▸ **Exercice proposé A**:
Repérez dans la liste ci-dessous chaque ligne qui contient le mot « green », puis recopiez ces lignes.

▸ **Extrait du texte**:
┌──
2. Les requêtes susvisées concernent un même jugement et ont fait l'objet d'une instruction commune. Il y a lieu de les joindre pour qu'il y soit statué par un même arrêt.

Sur la requête n° 15NC02298 :

En ce qui concerne le moyen d'annulation retenu par le tribunal :

3. Le tribunal a annulé la délibération du 18 décembre 2014 au motif que la commune de Saulxures-sur-Moselotte ne justifiait pas de la réalité d'un projet particulier pour les parcelles visées par la préemption litigieuse préalablement à l'adoption de cette délibération.
└──
▸ **Exercice proposé B**:
Reproduisez à l'identique tout ce qui va de « Sur la requête » jusqu'à « de cette délibération. » dans l'extrait de décision ci-dessus.

▸ **Matériel de l'exercice**:
┌──
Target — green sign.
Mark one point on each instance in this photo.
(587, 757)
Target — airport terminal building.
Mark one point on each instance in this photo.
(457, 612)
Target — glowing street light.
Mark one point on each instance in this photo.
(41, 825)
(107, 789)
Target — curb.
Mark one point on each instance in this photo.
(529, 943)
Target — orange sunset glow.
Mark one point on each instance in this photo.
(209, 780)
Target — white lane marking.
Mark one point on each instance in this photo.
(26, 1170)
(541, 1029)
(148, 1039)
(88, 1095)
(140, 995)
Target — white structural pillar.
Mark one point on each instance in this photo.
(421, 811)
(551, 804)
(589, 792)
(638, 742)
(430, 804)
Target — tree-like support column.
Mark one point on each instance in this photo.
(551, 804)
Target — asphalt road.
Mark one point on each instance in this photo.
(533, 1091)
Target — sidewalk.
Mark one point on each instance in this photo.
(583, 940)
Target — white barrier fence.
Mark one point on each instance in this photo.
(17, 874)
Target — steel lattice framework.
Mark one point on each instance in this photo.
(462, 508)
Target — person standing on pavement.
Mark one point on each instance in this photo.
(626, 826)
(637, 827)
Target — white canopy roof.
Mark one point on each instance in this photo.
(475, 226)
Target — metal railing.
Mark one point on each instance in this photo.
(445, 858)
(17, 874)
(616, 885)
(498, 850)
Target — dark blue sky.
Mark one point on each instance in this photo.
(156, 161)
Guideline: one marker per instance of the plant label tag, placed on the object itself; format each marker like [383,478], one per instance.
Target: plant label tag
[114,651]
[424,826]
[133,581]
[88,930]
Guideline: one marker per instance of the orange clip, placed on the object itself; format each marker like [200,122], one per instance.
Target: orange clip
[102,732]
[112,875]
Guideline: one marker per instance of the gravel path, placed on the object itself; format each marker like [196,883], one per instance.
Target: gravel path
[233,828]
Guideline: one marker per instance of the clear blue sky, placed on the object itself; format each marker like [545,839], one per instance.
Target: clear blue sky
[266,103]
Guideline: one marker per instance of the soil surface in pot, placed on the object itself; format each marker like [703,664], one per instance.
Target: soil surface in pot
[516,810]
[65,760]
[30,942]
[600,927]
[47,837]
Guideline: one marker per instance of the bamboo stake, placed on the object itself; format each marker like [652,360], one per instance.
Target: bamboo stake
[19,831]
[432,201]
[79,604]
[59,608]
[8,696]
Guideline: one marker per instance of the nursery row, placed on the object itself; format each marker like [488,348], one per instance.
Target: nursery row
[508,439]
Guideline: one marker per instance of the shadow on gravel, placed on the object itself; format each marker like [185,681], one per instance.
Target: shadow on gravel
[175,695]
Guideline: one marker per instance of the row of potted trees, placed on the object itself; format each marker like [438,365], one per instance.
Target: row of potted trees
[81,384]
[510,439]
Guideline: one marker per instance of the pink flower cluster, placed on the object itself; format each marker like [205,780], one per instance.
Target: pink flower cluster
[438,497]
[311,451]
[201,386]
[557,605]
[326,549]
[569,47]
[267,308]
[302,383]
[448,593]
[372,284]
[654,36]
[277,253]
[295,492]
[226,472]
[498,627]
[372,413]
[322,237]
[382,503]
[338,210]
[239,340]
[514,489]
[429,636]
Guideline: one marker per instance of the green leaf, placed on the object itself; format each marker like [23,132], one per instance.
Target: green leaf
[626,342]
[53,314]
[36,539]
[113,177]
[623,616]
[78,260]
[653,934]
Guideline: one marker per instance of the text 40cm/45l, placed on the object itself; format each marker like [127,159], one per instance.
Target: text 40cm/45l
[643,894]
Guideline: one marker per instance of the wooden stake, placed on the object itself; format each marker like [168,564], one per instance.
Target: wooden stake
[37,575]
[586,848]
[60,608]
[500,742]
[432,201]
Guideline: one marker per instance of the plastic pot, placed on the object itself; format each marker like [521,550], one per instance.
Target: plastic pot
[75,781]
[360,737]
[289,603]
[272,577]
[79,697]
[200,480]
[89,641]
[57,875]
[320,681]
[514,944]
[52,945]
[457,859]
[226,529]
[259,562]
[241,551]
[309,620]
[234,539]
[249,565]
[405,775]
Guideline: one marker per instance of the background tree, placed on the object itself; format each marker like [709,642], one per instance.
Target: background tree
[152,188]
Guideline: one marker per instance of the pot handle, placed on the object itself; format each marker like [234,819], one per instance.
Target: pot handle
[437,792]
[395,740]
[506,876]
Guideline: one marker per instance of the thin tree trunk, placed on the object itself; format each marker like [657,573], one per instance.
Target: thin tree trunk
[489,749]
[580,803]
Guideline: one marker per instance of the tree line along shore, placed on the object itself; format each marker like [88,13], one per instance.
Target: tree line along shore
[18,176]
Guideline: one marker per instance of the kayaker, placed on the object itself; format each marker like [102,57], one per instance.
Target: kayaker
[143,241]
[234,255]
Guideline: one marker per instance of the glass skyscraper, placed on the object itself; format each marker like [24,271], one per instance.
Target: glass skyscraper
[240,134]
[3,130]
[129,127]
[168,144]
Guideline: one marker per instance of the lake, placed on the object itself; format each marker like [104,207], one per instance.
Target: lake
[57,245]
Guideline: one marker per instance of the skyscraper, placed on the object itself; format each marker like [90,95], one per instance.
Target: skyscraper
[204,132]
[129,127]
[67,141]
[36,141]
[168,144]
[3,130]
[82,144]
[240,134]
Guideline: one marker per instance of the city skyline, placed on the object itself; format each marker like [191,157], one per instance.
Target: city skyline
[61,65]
└──
▸ **Réponse complète A**:
Target — green sign.
Guideline: one marker per instance of the green leaf, placed on the object itself; format each marker like [23,132], one per instance.
Target: green leaf

▸ **Réponse complète B**:
Sur la requête n° 15NC02298 :

En ce qui concerne le moyen d'annulation retenu par le tribunal :

3. Le tribunal a annulé la délibération du 18 décembre 2014 au motif que la commune de Saulxures-sur-Moselotte ne justifiait pas de la réalité d'un projet particulier pour les parcelles visées par la préemption litigieuse préalablement à l'adoption de cette délibération.